Annotated coordinate data:

* * * *

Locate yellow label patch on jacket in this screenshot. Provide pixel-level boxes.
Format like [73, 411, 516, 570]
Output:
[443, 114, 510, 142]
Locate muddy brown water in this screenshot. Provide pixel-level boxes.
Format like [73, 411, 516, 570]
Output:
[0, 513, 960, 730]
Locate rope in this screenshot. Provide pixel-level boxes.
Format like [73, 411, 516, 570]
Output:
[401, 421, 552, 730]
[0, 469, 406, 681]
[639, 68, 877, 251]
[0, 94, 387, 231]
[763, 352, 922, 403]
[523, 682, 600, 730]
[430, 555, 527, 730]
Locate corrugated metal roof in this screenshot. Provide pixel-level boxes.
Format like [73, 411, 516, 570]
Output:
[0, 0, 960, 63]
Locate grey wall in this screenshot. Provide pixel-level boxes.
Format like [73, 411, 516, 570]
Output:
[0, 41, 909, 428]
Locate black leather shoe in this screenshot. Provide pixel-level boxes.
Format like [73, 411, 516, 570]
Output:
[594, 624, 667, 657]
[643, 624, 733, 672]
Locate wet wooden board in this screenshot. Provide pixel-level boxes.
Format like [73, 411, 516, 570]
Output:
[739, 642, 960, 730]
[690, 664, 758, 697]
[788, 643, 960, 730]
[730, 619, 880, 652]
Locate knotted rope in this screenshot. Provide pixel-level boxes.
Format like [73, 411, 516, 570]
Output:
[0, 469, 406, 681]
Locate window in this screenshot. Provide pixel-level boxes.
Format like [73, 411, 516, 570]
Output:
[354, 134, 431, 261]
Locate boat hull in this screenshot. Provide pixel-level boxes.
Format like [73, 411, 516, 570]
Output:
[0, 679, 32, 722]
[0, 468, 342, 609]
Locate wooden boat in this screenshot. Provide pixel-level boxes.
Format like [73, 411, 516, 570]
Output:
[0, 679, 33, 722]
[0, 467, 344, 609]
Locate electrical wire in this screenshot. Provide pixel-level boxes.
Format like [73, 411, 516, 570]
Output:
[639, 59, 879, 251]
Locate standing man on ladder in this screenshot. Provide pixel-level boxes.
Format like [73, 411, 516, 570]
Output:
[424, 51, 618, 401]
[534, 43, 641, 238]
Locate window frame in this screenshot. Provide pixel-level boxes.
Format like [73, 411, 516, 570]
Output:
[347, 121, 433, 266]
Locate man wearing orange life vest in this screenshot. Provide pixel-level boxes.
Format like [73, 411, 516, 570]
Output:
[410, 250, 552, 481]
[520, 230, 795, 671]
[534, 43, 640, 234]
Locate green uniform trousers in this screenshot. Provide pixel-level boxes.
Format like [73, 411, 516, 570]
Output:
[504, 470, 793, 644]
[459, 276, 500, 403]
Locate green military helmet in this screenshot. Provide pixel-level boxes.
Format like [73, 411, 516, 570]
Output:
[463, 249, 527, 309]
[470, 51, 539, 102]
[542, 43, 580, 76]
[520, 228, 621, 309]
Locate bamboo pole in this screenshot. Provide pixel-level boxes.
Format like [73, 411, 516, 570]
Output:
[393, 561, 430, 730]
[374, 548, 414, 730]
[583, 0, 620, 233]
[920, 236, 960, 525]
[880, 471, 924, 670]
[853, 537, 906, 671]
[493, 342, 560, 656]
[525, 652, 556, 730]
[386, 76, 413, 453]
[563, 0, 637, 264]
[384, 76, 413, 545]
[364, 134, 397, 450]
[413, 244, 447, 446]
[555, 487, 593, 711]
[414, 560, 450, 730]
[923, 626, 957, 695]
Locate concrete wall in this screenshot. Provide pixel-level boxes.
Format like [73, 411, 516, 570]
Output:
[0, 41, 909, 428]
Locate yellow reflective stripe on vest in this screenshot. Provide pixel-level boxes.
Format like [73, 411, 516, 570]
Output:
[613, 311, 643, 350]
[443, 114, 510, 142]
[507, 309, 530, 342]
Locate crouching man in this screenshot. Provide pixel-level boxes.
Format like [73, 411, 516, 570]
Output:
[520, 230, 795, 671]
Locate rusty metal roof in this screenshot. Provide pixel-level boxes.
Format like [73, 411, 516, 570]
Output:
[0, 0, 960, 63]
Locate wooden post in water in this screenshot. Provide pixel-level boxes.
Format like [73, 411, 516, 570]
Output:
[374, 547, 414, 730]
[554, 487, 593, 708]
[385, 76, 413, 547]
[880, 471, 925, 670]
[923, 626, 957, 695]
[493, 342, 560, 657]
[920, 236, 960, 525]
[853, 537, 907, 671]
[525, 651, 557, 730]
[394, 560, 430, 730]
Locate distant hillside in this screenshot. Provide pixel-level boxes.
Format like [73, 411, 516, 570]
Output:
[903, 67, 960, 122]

* * * *

Collect every line of the data above that contains the word "roof", and copy each of those lines.

Locate corrugated metal roof in this screenshot. Provide pixel-level boxes.
Locate rusty metal roof in this screenshot. Provide pixel-level boxes.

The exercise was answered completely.